• _REQUIREMENTS_: Which lines in the items below contain the string "target"? List each one in full.

[Outline records]
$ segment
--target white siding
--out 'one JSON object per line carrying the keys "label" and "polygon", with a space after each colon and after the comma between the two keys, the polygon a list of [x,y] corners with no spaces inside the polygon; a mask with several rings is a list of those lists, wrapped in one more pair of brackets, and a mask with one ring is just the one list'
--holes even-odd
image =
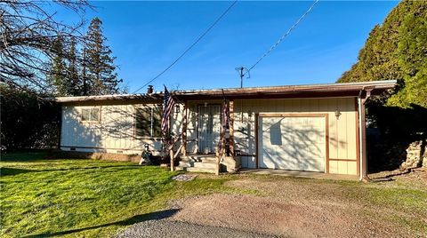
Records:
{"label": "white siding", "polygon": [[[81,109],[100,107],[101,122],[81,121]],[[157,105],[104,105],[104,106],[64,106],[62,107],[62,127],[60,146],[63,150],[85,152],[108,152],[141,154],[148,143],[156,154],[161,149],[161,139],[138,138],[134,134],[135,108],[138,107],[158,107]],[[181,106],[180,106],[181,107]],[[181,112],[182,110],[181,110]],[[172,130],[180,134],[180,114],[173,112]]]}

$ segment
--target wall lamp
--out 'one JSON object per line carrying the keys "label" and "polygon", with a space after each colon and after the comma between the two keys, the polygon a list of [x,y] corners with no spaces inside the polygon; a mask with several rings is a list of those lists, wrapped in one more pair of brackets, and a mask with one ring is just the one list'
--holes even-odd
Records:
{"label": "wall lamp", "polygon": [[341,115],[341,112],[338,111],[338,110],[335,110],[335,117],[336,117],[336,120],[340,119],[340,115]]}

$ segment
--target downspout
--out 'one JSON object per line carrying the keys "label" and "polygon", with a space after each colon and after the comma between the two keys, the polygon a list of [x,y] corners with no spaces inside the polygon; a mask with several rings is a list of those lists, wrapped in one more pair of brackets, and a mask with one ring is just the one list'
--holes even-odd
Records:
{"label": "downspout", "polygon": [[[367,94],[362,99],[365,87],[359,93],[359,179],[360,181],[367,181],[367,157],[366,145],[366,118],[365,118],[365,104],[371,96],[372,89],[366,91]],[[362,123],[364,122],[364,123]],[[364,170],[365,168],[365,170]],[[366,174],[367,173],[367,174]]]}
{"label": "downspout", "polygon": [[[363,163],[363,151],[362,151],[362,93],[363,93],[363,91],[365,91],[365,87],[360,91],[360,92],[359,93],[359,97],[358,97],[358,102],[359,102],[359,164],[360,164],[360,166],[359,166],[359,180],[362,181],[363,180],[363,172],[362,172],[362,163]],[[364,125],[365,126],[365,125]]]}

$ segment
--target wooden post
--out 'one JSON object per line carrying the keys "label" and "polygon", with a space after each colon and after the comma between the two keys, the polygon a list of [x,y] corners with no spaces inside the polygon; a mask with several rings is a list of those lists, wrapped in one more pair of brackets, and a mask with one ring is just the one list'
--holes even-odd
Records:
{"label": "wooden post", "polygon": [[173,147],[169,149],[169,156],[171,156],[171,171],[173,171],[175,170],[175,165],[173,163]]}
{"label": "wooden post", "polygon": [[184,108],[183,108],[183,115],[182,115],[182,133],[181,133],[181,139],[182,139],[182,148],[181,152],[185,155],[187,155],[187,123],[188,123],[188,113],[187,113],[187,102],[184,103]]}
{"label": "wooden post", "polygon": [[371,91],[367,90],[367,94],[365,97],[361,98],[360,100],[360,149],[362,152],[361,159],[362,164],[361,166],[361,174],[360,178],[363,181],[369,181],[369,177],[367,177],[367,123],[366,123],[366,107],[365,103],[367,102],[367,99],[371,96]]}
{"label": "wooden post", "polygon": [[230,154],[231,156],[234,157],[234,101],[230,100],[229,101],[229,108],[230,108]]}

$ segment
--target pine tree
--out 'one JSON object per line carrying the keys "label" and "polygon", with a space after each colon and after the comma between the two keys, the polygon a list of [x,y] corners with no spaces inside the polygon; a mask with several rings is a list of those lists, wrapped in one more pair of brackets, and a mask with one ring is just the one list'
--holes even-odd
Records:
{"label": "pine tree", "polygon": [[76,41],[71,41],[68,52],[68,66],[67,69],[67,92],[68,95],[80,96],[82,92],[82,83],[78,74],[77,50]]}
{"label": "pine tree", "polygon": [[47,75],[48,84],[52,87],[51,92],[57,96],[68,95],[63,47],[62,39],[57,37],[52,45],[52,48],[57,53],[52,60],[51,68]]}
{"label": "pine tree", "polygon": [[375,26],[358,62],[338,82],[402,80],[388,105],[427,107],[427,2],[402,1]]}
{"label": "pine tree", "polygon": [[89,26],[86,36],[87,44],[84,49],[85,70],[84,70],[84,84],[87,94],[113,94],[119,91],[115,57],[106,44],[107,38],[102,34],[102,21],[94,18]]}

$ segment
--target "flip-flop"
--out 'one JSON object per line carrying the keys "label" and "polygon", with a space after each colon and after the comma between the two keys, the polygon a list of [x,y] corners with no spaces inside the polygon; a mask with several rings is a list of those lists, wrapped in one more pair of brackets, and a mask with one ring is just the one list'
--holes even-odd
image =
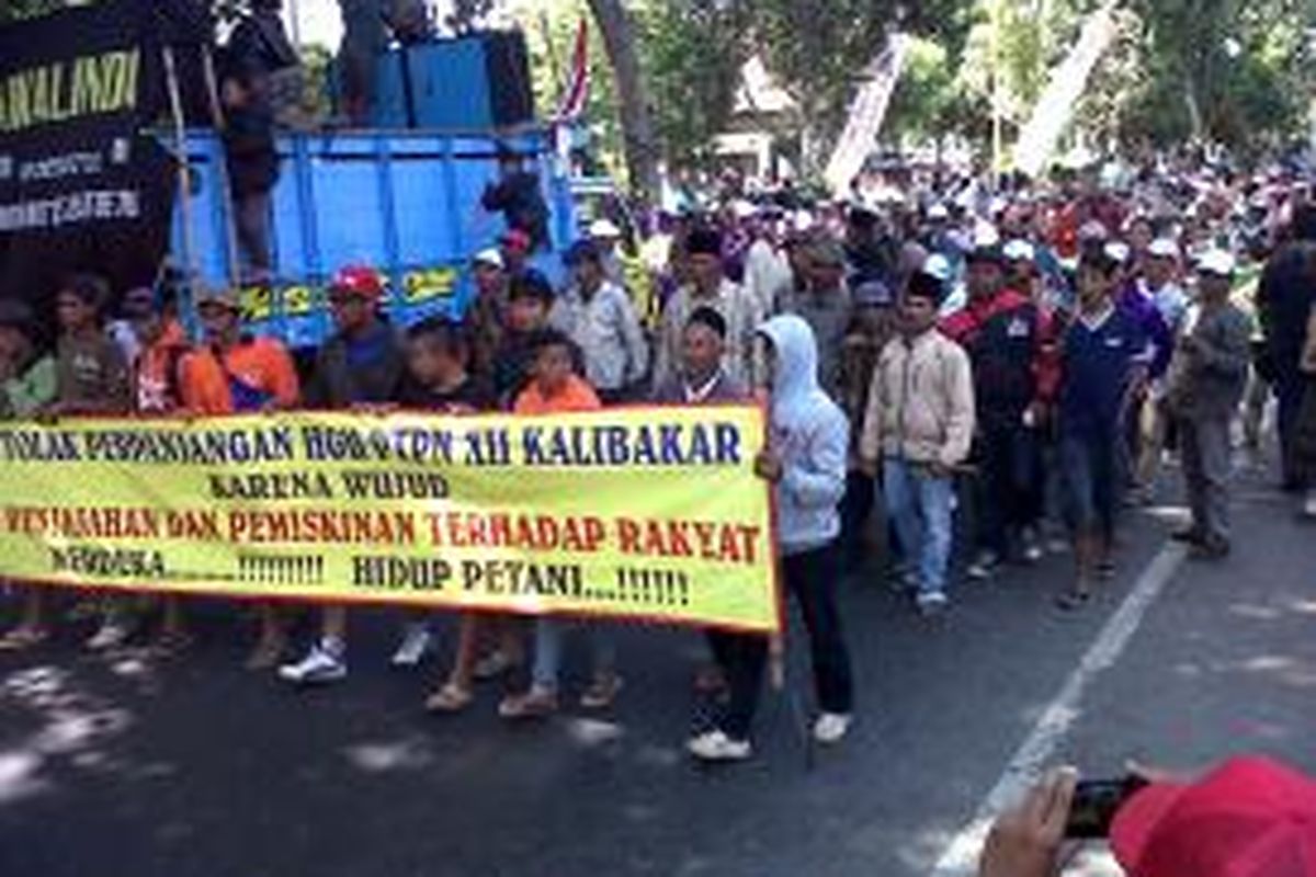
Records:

--

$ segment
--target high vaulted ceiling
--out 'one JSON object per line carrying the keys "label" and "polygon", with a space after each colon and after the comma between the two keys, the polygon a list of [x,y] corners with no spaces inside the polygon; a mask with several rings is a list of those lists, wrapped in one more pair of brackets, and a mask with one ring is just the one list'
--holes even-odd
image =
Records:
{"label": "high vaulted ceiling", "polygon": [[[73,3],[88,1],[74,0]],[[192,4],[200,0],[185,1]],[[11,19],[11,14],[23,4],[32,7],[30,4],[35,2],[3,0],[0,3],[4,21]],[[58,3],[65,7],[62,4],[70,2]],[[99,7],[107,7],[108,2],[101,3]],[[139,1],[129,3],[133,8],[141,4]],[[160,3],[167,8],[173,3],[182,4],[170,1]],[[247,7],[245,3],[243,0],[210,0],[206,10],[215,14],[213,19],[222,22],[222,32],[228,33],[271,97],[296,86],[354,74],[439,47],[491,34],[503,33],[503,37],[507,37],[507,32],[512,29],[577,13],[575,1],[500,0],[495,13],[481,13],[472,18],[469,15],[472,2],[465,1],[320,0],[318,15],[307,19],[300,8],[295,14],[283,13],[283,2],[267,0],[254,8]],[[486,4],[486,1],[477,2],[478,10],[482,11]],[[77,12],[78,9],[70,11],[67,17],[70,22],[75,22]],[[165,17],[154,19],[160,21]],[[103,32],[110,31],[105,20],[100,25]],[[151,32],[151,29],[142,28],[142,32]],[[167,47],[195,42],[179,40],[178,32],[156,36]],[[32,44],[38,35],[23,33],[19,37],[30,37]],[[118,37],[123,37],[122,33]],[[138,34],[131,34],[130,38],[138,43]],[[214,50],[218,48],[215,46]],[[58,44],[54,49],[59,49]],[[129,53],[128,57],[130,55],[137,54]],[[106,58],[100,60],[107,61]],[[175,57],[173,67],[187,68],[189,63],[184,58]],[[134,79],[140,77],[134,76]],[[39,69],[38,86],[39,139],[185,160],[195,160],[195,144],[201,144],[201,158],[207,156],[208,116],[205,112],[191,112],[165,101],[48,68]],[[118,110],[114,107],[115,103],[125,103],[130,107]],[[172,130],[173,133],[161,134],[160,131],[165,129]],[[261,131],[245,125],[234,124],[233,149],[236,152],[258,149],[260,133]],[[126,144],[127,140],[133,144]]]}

• _SOLUTION TO THE PROBLEM_:
--target white siding
--target wall lamp
--target downspout
--target wooden post
--target pine tree
--target "flip-flop"
--target high vaulted ceiling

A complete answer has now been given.